TASK OBJECTIVE -
Count the lines in the material below that contain the word "image", and reply with only that number.

(Entries for bounding box labeling)
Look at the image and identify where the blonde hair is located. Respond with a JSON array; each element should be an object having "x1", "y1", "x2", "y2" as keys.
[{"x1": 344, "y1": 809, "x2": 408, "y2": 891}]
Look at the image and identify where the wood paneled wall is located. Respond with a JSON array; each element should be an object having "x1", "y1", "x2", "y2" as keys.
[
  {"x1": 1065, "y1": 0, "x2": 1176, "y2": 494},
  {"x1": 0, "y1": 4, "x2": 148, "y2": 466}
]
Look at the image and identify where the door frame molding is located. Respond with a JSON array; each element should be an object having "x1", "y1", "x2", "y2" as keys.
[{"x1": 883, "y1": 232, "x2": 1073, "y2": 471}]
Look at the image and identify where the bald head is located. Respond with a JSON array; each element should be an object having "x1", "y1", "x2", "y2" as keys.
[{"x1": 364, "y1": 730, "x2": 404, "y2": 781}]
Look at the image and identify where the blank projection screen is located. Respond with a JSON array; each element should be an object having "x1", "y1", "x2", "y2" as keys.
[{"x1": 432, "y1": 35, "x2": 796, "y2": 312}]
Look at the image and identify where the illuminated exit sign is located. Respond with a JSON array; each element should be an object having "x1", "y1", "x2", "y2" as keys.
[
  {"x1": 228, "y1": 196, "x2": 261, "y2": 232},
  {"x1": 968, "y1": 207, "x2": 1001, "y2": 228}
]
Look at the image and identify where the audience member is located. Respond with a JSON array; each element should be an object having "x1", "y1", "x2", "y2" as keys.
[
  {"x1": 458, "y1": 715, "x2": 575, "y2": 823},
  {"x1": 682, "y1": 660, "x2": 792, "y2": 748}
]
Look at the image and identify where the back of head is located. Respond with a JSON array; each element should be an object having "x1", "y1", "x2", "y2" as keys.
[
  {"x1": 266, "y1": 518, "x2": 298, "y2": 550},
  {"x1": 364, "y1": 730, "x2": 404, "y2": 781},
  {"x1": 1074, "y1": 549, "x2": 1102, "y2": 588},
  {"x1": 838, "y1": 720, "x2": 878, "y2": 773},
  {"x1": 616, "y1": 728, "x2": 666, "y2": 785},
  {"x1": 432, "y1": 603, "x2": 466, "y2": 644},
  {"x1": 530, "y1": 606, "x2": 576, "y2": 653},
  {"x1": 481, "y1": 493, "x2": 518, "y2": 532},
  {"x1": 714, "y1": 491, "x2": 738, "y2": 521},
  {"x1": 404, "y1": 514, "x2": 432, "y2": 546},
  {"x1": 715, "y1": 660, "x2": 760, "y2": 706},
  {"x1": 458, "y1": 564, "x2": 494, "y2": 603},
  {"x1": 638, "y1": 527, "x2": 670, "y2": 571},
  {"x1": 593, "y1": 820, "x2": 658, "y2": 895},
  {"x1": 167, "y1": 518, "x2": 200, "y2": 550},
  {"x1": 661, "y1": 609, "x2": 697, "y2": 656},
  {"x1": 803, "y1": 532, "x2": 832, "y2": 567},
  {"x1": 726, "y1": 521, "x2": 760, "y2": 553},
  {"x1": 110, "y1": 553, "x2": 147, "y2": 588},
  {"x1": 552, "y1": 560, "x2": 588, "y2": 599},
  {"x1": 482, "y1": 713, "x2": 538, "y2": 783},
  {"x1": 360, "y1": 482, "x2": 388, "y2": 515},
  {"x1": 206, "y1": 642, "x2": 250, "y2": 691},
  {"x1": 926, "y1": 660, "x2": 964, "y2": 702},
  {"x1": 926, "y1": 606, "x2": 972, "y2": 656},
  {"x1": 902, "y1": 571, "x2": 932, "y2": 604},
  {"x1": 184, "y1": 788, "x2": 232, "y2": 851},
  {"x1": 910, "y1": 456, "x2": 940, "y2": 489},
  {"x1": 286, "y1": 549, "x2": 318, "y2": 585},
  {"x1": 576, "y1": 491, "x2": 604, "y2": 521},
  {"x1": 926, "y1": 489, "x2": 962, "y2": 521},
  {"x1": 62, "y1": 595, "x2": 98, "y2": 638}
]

RIGHT ANSWER -
8